------ Data shown

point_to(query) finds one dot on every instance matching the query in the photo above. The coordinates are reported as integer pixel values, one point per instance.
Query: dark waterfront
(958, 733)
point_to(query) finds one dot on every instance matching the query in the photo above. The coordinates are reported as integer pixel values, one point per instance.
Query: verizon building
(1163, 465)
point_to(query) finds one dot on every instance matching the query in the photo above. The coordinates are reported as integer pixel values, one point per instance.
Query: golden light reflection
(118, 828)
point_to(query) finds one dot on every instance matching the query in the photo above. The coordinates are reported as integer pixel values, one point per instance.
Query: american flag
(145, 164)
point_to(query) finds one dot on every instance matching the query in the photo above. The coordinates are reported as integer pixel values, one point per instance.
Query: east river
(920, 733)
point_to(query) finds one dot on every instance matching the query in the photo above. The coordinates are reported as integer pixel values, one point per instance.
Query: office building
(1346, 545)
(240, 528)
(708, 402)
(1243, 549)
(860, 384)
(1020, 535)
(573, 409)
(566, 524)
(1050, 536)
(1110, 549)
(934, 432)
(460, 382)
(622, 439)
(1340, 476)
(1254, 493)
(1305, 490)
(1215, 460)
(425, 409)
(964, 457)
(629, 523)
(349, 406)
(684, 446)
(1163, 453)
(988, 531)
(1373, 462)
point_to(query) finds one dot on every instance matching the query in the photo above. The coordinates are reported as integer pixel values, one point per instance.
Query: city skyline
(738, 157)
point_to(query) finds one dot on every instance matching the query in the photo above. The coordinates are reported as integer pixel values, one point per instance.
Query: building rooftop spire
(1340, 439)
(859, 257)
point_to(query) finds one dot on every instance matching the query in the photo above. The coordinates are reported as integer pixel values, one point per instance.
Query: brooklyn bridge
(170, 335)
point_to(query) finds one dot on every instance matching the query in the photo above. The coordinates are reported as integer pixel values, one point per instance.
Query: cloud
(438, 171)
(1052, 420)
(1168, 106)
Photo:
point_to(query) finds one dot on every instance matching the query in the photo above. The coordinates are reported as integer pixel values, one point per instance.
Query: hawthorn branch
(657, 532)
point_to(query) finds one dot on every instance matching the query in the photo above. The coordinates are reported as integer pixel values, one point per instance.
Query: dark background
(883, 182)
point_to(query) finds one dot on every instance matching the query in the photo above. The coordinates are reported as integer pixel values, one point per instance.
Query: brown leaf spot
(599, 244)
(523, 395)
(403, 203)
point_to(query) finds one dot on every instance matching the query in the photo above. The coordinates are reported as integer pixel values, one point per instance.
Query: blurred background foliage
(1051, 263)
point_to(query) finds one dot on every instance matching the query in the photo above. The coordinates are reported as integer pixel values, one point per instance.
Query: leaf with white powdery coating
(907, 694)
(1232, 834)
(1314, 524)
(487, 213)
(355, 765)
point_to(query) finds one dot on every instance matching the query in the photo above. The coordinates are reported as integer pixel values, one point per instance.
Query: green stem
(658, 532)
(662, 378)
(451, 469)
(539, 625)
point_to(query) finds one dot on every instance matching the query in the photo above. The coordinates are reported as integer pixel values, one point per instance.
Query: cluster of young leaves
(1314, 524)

------------

_What is needed_. Every single entry is to be retyped exactly.

_Finished exercise_.
point_to(query) finds one dot on every instance matching the query in the photo above. The coordinates are reported as integer pixel values, one point per instance.
Query: dark waterfront
(958, 733)
point_to(query) finds one dot on every instance matching the query in the photo above. The coordinates are reported as integer pixel values, one point per instance.
Query: verizon building
(1163, 465)
point_to(query) finds one dot on every instance matching the query in the photo above. The coordinates are reported as integer pixel values, one point per instance.
Query: golden light reflection
(118, 828)
point_to(query) finds one dot on every instance matching the query in the photo above. The coordinates are reported as integer pixel values, one point per instance.
Query: american flag
(145, 164)
point_to(query) finds one dot on every instance matching the query in the photo above. The coordinates are reported as integer pixel values, one point per instance.
Query: east river
(920, 733)
point_to(query) finds one dot on every instance matching the query in the photo above. The coordinates are reported as integer pixel values, one point per instance.
Query: office building
(1346, 545)
(240, 528)
(708, 402)
(1243, 549)
(860, 384)
(1020, 535)
(573, 409)
(566, 524)
(1050, 536)
(1110, 549)
(934, 432)
(460, 382)
(622, 439)
(1340, 476)
(1254, 493)
(1305, 490)
(1215, 460)
(425, 409)
(964, 457)
(629, 523)
(349, 406)
(684, 446)
(1163, 453)
(988, 531)
(1373, 462)
point_to(query) finds one dot on every instance matching the query in the photo above. The coordinates are reported as integer pixel values, one point per instance.
Query: city skyline
(738, 157)
point_to(query) finds one dot on every instance matching the query in the photo above. The coordinates are reported as integer pixel values, one point per instance.
Query: building rooftop spire
(1340, 439)
(859, 257)
point_to(query) finds one dot on every instance matching the query in the photo above. The coordinates are reported as integer pixel values, one point per instance.
Query: brooklyn bridge
(170, 335)
point_to(query) finds one dot on every instance matching the query in the photo above. The coordinates are reported as integer pixel values, one point per instance.
Query: cloud
(438, 171)
(1052, 420)
(1168, 106)
Photo:
point_to(query) finds one dot on every instance matching the query in the photo above. The coordinates are reported as integer pixel values, one point per instance.
Query: hawthorn branch
(657, 532)
point_to(query) finds one dot on every instance matching the query in the photo above. The coordinates are reported as integer pixel values, one point per instance.
Query: dark background
(883, 182)
point_to(query) finds one dot on every instance matching the query in the photo above. The coordinates are reported as integer pixel values, one point per instance.
Query: brown leaf spot
(599, 244)
(523, 395)
(403, 203)
point_to(query) finds one dot on every instance matching the query in the photo above. The coordinates are reported as integer pixel values, one point per instance.
Query: blurred background foliage
(1051, 263)
point_to(query) finds one dot on every instance matching the query in the photo above. The coordinates are reported as integer pixel values, one point per instance.
Query: leaf with white powdery coating
(907, 694)
(1232, 834)
(1314, 524)
(487, 213)
(355, 765)
point_to(query) finds one dot on every instance matching the query in the photo above. The coordinates are reported as integer pixel values, one point per instance.
Query: green stem
(658, 532)
(662, 378)
(451, 469)
(539, 625)
point_to(query) finds one dot on every instance matching the query in the photo above. The coordinates are reported as integer pixel values, one point per instance.
Query: cluster of young leaves
(1314, 524)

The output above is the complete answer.